_Exercise brief_: Count the lines below that contain the word "metal", and reply with the number alone.

--------------------------------------------------

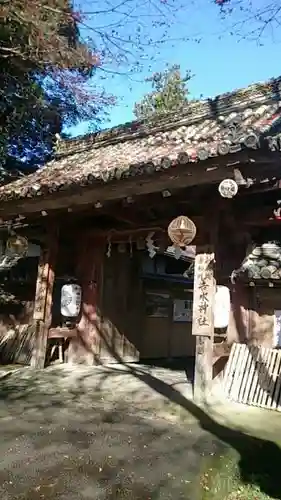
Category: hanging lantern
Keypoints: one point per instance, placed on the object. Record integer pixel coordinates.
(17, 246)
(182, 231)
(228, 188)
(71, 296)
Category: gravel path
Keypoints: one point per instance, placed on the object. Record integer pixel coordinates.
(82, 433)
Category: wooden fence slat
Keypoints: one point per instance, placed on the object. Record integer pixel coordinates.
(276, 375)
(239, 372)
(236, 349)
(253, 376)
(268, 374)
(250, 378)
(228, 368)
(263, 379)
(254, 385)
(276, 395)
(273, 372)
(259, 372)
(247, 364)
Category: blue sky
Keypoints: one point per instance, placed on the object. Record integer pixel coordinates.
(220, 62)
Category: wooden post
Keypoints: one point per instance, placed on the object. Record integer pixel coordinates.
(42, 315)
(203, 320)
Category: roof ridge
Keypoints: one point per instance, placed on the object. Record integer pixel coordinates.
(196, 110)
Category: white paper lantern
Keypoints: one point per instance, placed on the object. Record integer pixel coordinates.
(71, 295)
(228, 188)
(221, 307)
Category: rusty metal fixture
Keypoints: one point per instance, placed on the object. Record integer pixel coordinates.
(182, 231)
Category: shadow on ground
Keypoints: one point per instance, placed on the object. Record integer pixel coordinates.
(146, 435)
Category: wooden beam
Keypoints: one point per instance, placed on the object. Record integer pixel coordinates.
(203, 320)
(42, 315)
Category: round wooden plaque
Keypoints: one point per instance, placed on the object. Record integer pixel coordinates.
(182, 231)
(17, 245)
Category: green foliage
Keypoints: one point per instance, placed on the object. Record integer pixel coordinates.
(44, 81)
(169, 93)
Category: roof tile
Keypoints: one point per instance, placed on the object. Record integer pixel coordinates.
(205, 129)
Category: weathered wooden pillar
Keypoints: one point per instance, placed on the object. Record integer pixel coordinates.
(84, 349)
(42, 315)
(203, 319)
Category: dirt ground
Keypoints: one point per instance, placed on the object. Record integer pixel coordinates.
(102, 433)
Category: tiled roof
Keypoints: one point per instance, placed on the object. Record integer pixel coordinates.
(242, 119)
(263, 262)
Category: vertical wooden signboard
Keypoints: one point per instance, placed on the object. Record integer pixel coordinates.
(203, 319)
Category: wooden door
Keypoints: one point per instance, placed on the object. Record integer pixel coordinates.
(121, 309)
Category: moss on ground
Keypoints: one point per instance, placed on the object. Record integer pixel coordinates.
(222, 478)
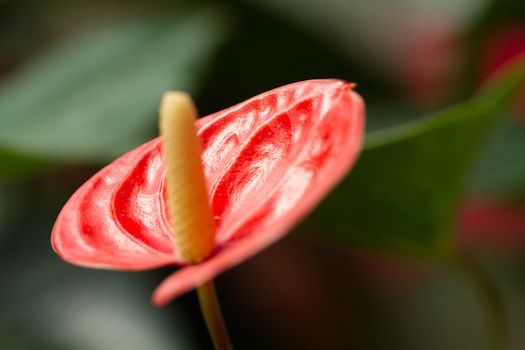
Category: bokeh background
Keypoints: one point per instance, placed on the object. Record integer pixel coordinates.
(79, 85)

--------------------------------------------------

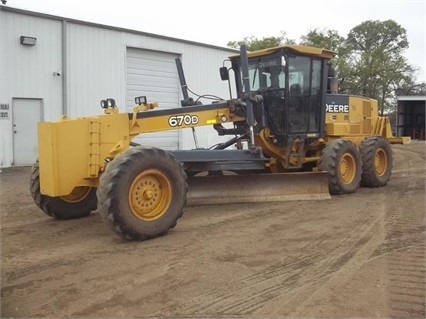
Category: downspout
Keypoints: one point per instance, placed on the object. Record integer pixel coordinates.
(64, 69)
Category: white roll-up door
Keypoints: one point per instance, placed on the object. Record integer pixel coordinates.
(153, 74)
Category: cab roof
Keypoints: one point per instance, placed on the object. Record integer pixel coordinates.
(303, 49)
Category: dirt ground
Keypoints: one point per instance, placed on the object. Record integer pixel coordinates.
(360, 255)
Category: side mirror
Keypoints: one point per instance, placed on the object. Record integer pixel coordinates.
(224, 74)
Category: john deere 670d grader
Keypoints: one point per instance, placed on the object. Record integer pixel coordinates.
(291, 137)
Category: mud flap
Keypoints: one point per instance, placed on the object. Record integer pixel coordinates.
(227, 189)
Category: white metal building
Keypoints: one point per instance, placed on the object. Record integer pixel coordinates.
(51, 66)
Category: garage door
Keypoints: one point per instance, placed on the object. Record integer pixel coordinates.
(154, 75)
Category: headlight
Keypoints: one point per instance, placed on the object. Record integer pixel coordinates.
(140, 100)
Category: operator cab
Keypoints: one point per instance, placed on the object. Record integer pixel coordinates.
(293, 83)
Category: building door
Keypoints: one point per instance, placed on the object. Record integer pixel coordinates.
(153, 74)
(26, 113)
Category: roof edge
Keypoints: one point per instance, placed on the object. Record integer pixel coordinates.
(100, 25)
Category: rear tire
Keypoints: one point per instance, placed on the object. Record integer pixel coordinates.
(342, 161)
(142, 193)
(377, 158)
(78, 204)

--------------------------------------------------

_Exercise result_: 2